◆ Textauszug ◆
******

Duisburg. Neue Anlaufstelle im Bertha-Krankenhaus für Eltern und betroffene Kinder bietet frühe Betreuung – bevor der Gewichtsverlust lebensbedrohlich wird. „Wir wollen die Kinder so gesund entlassen, dass sie wieder am Leben teilhaben können“, betont der Leiter Martin Steinhoff.

In der Pubertät bekommt der eigene Körper eine völlig neue Bedeutung. Die meisten Fälle von Magersucht nehmen hier ihren Anfang. Die Kinder- und Jugendpsychiatrie des Bertha-Krankenhauses will künftig Eltern und ihren betroffenen Kindern, aber auch niedergelassenen Ärzten mit einer Spezial-Ambulanz eine Anlaufstelle bieten.

Aus Unwissenheit würden viele Familien Privatkliniken aufsuchen oder lange selbst ihr Glück versuchen. „Zu uns kommen sie bislang erst, wenn es gar nicht mehr anders geht“, sagt Markus Steinhoff, Facharzt für Kinder- und Jugendpsychiatrie und -psychotherapie. Dann also, wenn der Gewichtsverlust lebensbedrohlich ist, der Schulbesuch eingestellt wird, soziale Kontakte abbrechen. Je nach Fall werden dann teil-stationäre oder stationäre Maßnahmen ergriffen, die bis zu sechs Monate dauern und dann ambulant fortgeführt werden. „Wir wollen die Kinder so gesund entlassen, dass sie wieder am Leben teilhaben können“, betont der Chefarzt. Seine Patienten sind zwischen 13 und 18 Jahre alt, eine Neunjährige war auch mal dabei. Fast immer Mädchen, ganz selten Jungs.

Heidi Klum ist nicht die Verursacherin allen Übels

Die Therapie umfasst immer auch die Arbeit mit den Eltern, denen er als erstes erklärt, dass sie nicht für die Nahrungsaufnahme ihrer Kinder verantwortlich sind. Meist hätten sie schon jahrelang jedes Salatblatt kommentiert, dass auf dem Teller landet. Damit werde das Leid nicht besser, denn für die Kinder erzeuge es das Gefühl, dass sich jemand kümmert, und sei es nervenderweise.

250 Kinder werden pro Jahr behandelt

Im Bertha-Krankenhaus ist die Kinder- und Jugendpsychiatrie mit 25 stationären und 10 teilstationären Plätzen vertreten. 250 Kinder werden hier pro Jahr behandelt. Neun Ärzte und Psychotherapeuten sowie 45 Mitarbeiter im Pflege- und Erziehungsdienst, dazu gibt es Ergo- und Motopäden sowie Musiktherapeuten. Die Erwachsenen-Abteilung hat 56 Betten.

Wenn das Essen ein Problem wird: Auch Übergewicht kann ein Fall für die Kinder- und Jugendpsychiatrie sein. Termine für die Spezial-Ambulanz können vereinbart werden unter der Rufnummer 02065 / 25 84 62.

******

◆ Datenauszüge ◆
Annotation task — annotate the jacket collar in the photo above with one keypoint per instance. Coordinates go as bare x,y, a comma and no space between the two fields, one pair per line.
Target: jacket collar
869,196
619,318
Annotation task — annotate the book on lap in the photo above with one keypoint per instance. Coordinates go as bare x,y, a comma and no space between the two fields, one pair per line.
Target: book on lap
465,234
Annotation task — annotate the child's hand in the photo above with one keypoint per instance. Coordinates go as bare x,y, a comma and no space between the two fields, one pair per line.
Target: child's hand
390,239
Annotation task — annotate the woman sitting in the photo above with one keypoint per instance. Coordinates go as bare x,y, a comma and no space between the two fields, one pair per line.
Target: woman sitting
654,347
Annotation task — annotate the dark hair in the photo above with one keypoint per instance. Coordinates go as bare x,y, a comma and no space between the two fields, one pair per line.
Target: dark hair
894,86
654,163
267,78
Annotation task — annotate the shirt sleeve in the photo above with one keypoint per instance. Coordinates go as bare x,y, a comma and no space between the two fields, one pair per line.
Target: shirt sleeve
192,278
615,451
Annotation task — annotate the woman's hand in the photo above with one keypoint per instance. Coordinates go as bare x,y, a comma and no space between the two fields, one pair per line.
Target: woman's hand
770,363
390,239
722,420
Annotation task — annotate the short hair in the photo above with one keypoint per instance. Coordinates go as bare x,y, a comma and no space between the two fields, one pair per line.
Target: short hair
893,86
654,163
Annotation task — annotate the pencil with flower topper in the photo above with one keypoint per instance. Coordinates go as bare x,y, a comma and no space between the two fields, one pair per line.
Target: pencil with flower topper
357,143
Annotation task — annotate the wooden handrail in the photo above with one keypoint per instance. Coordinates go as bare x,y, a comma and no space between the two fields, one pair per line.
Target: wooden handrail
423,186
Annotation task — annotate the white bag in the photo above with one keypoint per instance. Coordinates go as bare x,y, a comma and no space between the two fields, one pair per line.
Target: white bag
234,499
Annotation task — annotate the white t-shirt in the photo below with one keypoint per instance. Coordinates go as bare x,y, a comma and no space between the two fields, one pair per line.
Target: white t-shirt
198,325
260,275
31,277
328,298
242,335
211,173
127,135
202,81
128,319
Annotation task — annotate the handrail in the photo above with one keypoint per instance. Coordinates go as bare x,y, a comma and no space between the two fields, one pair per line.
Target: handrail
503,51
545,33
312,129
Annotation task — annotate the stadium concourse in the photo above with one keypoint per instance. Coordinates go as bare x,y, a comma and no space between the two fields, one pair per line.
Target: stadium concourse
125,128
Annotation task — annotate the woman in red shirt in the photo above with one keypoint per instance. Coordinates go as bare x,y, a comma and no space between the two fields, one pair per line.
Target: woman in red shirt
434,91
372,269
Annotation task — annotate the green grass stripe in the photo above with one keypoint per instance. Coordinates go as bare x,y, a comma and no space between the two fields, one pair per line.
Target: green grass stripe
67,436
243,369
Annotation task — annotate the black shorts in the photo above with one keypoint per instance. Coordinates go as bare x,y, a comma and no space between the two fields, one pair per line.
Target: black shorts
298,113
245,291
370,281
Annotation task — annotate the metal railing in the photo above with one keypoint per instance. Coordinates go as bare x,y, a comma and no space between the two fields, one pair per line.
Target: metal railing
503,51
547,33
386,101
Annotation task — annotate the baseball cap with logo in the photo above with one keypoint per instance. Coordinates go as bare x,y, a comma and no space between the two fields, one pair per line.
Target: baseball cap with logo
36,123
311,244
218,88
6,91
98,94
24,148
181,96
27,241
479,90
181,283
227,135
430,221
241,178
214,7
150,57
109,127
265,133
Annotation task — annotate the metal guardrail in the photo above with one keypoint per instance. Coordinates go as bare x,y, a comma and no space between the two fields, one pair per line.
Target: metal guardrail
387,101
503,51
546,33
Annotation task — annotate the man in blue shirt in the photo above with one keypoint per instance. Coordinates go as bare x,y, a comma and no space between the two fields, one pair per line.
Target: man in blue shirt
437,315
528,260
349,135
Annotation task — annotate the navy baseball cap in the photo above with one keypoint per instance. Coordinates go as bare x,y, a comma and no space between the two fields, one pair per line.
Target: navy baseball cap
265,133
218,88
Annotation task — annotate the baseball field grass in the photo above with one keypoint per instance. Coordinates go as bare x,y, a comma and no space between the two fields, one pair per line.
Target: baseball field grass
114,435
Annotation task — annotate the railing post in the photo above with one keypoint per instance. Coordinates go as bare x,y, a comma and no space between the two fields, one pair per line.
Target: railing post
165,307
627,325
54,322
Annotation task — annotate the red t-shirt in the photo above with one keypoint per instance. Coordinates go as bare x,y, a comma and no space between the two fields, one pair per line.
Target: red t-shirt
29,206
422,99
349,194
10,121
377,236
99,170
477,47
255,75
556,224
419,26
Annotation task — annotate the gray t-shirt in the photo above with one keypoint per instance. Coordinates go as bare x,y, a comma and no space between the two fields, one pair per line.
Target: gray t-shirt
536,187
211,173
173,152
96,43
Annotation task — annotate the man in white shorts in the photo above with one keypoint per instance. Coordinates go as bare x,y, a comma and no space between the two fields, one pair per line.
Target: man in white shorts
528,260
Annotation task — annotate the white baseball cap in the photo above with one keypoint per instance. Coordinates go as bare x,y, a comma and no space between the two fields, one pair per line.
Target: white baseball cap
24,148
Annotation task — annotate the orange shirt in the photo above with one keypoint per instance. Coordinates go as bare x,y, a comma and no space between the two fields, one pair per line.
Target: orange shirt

******

◆ Was zu tun ist ◆
Wie viele Kinder werden laut dem Text über die Magersucht-Ambulanz im Bertha-Krankenhaus pro Jahr in der Kinder- und Jugendpsychiatrie behandelt?

◆ Lösung ◆
250 Kinder pro Jahr.